# Work to complete
Rewrite every line of the listing below, requests included. Scale each x and y coordinate in the answers by 2.1 and round to whole numbers, rounding halves up, but leave the wording of the requests unchanged.

[Source listing]
◆ ◆ ◆ ◆
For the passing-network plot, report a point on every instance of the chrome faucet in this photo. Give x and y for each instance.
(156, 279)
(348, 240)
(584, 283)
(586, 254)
◆ ◆ ◆ ◆
# Written response
For the passing-network plot, report a point on every instance of the chrome faucet in this photo. Give x and y for each instance.
(328, 586)
(731, 504)
(1226, 594)
(1231, 533)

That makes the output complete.